«Ожидания ярославского бизнеса по восстановлению экономики схожи с общероссийскими»
Глава департамента денежно-кредитной политики ЦБ РФ о влиянии региональных предпринимателей и властей на формирование ключевой ставки
Банк России на прошлой неделе организовал в Ярославле коммуникационную сессию с участием местного бизнеса и органов власти. Участники поделились своим видением динамики восстановления экономики после «антиковидных» локдаунов и закрытия границ, а также обсудили реальное положение дел в различных отраслях. О том, как влияют такие встречи на принятие регулятором решения об изменении ключевой ставки, может ли региональный бизнес повлиять на этот процесс и каковы прогнозы по уровню инфляции в интервью “Ъ-Ярославль” рассказал директор департамента денежно-кредитной политики Банка России Кирилл Тремасов.
Фото: Пресс-служба Банка России
— В течение двух дней вы встречались с представителями власти и предпринимателями Ярославской области. Каким-то образом такие встречи влияют на формирование ключевой ставки? Что они дают ЦБ?
— В первую очередь мы работаем с макропоказателями, опираясь на данные Росстата по экономике в целом. Нам важно понимать, в какой точке экономического цикла мы находимся. Например, инфляция ускоряется, когда ситуация «перегрета» и спрос начинает превышать предложение, и наоборот. Банк России проводит контрциклическую политику: если спрос начинает перегреваться — мы повышаем ставку, если проваливается — снижаем ее. Чтобы лучше понимать, какова реальная ситуация в различных сферах экономики, мы организуем встречи в регионах. Обсуждение экономической ситуации и рекомендаций к решению по ставке совета директоров Центробанка — это процесс, который длится целую неделю, и где мы буквально по косточкам разбираем весь массив имеющейся информации и формируем те или иные гипотезы. Эти гипотезы всегда требуют подтверждения. И встречи с бизнесом — это как раз очень хорошая возможность получить подтверждение или опровержение своей гипотезы.
Кстати, на встрече с ярославским бизнесом я получил подтверждение тех наблюдений, которые уже сформированы у специалистов Банка России, наблюдения ярославцев очень хорошо «легли» на наше общее понимание текущей экономической картины. Но эти встречи преследуют и другую важную цель: повышают доверие к действиям регулятора со стороны субъектов экономики, а доверие — краеугольный камень нашей политики.
— Та информация, которую вы услышали на прошедших в Ярославле встречах, соответствует общероссийским трендам?
— Да, картина очень близка. Понятно, что структура ярославской экономики отличается от общефедеральной, есть уклон в сторону обрабатывающей промышленности. А наиболее резкие структурные изменения в кризис произошли именно в тех отраслях, которые связаны с внутренним спросом, с обрабатывающей промышленностью.
Но в целом картина по Ярославлю близка к тому, что мы видим по стране. И можно сказать, что ожидания ярославского бизнеса по восстановлению экономики схожи с общероссийскими.

________________________________________

## Задание 1
Приведите все строки записей ниже, в которых встречается слово «undergrowth».

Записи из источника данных
________________________________________

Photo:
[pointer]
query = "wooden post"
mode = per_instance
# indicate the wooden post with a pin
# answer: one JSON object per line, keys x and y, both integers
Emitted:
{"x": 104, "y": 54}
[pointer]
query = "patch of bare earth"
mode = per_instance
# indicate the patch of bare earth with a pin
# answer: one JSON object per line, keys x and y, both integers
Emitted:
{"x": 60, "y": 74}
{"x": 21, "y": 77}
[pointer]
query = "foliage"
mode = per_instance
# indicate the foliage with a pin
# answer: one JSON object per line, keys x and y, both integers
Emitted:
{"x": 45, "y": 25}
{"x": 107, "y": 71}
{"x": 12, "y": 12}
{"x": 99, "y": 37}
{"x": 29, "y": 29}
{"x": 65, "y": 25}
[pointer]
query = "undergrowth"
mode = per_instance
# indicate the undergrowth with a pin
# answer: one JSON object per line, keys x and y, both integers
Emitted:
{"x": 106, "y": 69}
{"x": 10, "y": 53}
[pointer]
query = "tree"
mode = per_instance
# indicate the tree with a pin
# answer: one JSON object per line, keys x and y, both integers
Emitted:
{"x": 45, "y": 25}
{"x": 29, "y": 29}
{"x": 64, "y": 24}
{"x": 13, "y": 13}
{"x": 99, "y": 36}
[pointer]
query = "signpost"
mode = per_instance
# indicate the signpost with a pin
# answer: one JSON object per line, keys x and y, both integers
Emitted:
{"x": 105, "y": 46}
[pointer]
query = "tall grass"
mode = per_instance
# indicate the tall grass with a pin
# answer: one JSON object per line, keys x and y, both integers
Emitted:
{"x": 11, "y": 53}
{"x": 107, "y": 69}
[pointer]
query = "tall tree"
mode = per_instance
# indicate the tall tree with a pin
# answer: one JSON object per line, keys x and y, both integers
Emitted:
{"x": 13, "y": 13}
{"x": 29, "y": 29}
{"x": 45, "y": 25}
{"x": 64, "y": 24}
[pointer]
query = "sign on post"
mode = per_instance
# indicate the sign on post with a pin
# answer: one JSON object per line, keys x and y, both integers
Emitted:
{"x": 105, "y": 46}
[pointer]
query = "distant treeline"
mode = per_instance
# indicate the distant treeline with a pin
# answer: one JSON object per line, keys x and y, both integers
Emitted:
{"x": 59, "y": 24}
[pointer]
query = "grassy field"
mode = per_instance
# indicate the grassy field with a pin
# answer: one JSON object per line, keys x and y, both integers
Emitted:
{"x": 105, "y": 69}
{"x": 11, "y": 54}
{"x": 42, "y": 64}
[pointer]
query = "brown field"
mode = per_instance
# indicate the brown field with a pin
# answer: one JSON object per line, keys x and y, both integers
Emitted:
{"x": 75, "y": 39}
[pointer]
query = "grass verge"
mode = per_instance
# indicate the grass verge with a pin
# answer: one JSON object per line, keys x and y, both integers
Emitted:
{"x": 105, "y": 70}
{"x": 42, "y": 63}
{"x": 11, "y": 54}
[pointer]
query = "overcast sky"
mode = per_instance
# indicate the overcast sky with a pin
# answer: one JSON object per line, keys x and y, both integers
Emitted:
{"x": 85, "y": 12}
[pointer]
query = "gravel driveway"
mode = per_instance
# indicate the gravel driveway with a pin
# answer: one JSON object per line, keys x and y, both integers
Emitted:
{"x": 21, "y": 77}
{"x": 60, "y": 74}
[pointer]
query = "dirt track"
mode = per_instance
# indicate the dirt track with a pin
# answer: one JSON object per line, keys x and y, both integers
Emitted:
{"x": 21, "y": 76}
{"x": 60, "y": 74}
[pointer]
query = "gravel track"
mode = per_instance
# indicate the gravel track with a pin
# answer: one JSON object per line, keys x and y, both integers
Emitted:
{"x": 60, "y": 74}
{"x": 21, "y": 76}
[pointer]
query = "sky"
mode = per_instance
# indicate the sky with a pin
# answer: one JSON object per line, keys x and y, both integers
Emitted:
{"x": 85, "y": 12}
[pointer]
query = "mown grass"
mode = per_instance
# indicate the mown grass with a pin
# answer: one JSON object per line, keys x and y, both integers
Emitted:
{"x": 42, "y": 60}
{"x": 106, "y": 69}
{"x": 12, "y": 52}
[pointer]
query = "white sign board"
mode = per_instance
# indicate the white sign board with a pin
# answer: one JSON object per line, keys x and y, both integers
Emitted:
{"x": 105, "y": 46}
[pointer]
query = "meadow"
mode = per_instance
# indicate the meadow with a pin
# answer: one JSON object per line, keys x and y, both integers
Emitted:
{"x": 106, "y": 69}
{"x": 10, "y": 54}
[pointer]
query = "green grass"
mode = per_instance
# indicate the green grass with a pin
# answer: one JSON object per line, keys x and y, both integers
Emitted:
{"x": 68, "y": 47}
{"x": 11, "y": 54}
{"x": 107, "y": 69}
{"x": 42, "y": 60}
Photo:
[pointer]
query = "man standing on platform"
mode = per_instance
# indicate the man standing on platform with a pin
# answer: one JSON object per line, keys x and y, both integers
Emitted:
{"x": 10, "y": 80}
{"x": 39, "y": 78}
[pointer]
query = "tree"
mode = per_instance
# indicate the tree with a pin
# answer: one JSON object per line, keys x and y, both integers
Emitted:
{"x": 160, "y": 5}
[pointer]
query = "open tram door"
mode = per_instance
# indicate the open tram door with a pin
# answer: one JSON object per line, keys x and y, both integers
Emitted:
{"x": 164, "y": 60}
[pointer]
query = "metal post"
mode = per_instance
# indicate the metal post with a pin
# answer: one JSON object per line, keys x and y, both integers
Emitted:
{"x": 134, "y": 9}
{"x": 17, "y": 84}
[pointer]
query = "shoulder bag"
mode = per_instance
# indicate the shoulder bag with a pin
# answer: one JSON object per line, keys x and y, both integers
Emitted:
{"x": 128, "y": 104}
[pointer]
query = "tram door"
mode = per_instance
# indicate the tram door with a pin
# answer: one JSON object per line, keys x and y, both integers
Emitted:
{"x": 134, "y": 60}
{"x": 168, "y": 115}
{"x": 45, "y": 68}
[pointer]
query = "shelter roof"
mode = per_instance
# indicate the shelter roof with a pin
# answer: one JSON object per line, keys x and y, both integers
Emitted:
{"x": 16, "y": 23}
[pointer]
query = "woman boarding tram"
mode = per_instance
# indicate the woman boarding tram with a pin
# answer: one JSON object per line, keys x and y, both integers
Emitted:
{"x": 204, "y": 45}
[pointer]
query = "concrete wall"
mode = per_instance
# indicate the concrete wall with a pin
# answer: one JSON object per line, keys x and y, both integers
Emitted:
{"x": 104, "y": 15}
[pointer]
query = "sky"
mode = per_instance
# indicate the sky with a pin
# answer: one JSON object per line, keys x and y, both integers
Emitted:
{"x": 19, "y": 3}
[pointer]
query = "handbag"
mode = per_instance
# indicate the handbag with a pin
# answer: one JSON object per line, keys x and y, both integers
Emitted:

________________________________________

## Задание 2
Перепишите из интервью выше отрывок: начните со слов «Но в целом картина» и остановитесь после слов «схожи с общероссийскими.».

## Решение 1
query = "undergrowth"
# indicate the undergrowth with a pin

## Решение 2
Но в целом картина по Ярославлю близка к тому, что мы видим по стране. И можно сказать, что ожидания ярославского бизнеса по восстановлению экономики схожи с общероссийскими.